§ WHAT NEEDS TO BE DONE:
Copy the passage from the language-learning reflection between "Higher up in" and "may work with.", inclusive, keeping its wording unchanged.

Higher up in the cognitive hierarchy is Executive Function, a higher level cognitive ability. This plays a part in choosing appropriate words for the context, and also with the learned social cues, rules and expectations that are followed during conversation. These skills aren’t something that I can associate with my language learning experience, but are worth mentioning when considering the impact of loss of cognitive or language abilities on communication. Reflecting on this can lead to
greater understanding of socially inappropriate words or behaviours in clients that we may work with.
Aside from the cognitive aspects, learning a second language has also increased my personal experience of the social frustrations of communication difficulties. I emphasise that this isn’t comparable with the experiences of those who struggle with their native tongue, especially those who have lost previous fluent abilities, but has made me reflect more deeply on this. A few years ago I attended a language school for a week in Seville, and stayed with a local Spanish lady who spoke no English and who made no attempt to adapt her speech for me. Despite me often not understanding what she said, she would continue to talk intensely and at speed at me, which at times could leave me feeling exhausted, frustrated and overwhelmed. Sometimes I was able to express basic sentences to her, but other times I would search my jumbled messy mind desperately for words, my speech tripping over itself, struggling to pluck a word out of the haze. My memory was working overtime, trying to find any association such as a semantic group or a wordplay I had constructed as a memory aid for a particular word, but this took time. This would be further frustrated when instead of giving me time she would try to finish my sentences for me, often incorrectly. I had chosen to be in this situation, I knew that it was temporary, and I could pick up the phone and have an English conversation whenever I wanted. Therefore it isn’t comparable with the clients I have referred to in this article. However it did make me think that the anxiety and uselessness that I was experiencing at the time were just a fraction of how clients with communication difficulties must feel, and how terrifying, incomprehensible and confusing an added cognitive impairment on top of this must be. And of how the communication skills of healthcare professionals can enable or disable a person with these difficulties.
I would recommend taking the time to start learning a second language to any healthcare professionals who haven’t experienced this as an adult. I write from the UK, where it is very common to only speak English. It will increase your awareness of your clients communication difficulties, it will open up a different way of seeing the world, and it may even help ward off dementia.

§ DATASET ENTRIES:
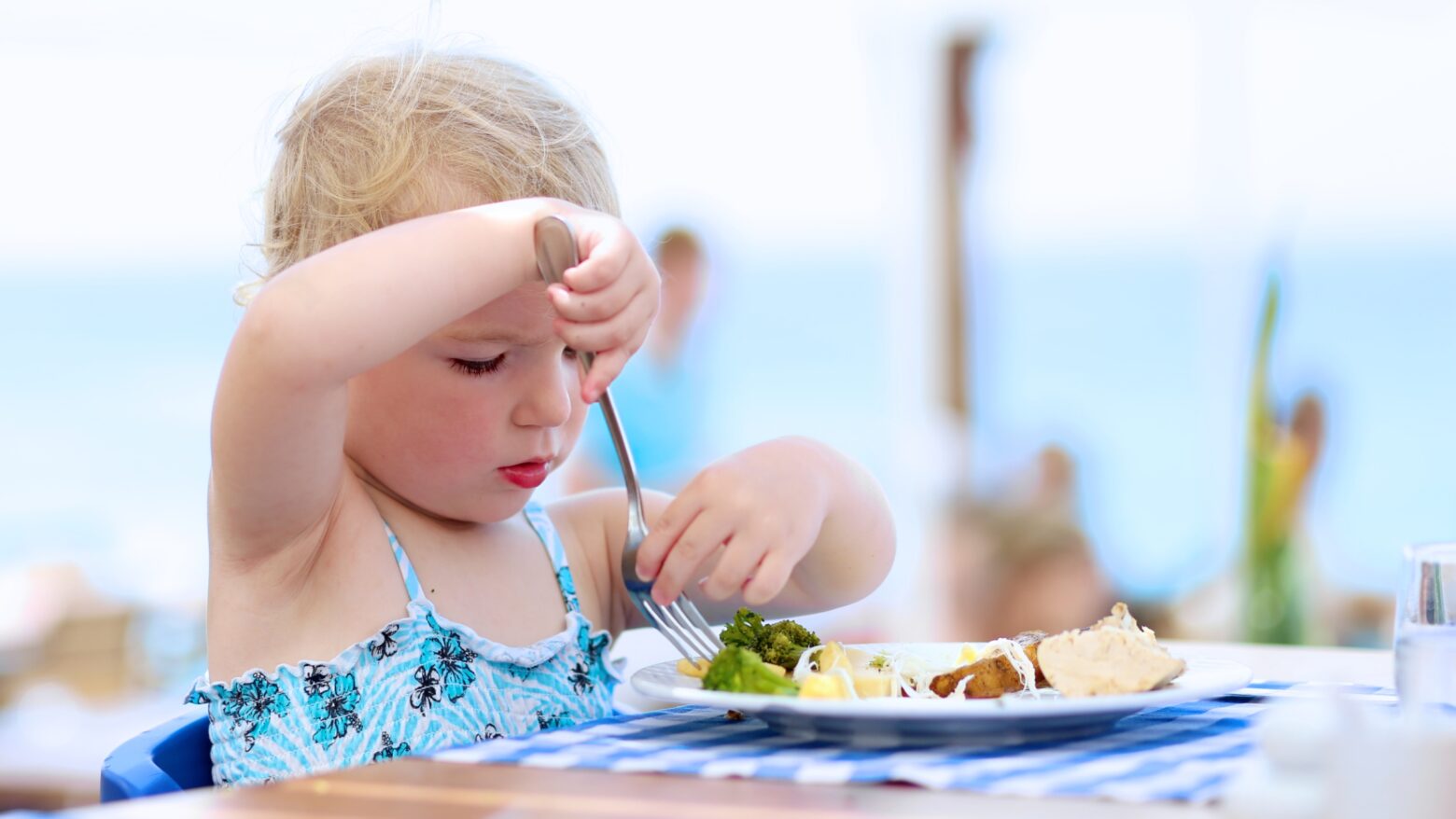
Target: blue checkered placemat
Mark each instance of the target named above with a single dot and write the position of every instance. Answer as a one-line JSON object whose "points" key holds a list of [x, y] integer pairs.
{"points": [[1180, 753]]}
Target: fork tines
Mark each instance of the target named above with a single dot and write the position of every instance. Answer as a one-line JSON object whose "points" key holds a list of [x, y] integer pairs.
{"points": [[683, 626]]}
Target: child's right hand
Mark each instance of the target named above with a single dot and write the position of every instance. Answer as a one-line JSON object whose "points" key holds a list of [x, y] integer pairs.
{"points": [[609, 298]]}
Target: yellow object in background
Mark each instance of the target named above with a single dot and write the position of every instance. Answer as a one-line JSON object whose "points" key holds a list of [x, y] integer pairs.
{"points": [[967, 655], [694, 670]]}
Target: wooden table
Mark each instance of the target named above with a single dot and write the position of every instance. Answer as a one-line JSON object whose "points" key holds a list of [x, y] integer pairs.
{"points": [[447, 790]]}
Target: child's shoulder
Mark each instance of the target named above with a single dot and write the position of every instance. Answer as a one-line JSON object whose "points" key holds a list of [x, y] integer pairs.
{"points": [[593, 530]]}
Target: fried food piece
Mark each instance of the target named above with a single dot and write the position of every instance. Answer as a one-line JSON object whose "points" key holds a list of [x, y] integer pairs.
{"points": [[993, 673], [1113, 657]]}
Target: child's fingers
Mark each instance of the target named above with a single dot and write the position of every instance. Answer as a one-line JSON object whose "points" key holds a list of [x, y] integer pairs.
{"points": [[593, 306], [694, 546], [598, 268], [740, 558], [665, 530], [769, 579], [625, 329]]}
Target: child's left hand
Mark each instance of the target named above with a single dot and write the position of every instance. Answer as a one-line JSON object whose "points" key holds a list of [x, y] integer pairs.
{"points": [[757, 511]]}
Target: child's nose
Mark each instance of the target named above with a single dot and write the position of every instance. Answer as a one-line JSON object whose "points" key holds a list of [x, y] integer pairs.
{"points": [[546, 400]]}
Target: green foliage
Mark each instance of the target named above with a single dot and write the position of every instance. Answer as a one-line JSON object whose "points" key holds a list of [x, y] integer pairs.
{"points": [[743, 671], [779, 644]]}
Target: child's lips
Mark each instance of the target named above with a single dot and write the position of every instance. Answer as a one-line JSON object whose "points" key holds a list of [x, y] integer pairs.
{"points": [[527, 475]]}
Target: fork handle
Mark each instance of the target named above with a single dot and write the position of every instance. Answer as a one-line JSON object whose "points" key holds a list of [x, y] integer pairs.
{"points": [[556, 254]]}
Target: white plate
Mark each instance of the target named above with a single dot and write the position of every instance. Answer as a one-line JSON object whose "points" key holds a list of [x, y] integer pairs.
{"points": [[896, 720]]}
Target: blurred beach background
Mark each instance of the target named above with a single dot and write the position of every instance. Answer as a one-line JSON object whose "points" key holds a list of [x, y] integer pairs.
{"points": [[944, 237]]}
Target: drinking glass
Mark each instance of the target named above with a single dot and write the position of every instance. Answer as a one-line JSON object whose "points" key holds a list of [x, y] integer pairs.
{"points": [[1426, 629]]}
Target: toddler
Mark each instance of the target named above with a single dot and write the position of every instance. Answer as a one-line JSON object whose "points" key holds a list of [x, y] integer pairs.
{"points": [[382, 582]]}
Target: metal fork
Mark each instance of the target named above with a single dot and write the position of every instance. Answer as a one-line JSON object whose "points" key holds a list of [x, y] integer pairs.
{"points": [[680, 621]]}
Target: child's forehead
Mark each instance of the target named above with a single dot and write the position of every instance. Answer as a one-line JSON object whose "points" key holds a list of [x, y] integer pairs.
{"points": [[525, 313]]}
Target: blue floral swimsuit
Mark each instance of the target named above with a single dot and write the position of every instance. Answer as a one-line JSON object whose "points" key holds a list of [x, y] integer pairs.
{"points": [[420, 684]]}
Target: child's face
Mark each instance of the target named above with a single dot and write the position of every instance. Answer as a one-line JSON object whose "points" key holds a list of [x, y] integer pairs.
{"points": [[465, 423]]}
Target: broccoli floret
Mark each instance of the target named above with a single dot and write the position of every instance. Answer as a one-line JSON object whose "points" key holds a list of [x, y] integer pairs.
{"points": [[743, 671], [779, 644]]}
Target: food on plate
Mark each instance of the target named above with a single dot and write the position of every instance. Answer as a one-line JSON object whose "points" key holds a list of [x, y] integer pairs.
{"points": [[1113, 657], [834, 671], [743, 671], [1005, 665], [779, 644], [696, 670]]}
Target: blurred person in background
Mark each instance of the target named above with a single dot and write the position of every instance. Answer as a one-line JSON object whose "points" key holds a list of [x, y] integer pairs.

§ EXPECTED ANSWER:
Higher up in the cognitive hierarchy is Executive Function, a higher level cognitive ability. This plays a part in choosing appropriate words for the context, and also with the learned social cues, rules and expectations that are followed during conversation. These skills aren’t something that I can associate with my language learning experience, but are worth mentioning when considering the impact of loss of cognitive or language abilities on communication. Reflecting on this can lead to
greater understanding of socially inappropriate words or behaviours in clients that we may work with.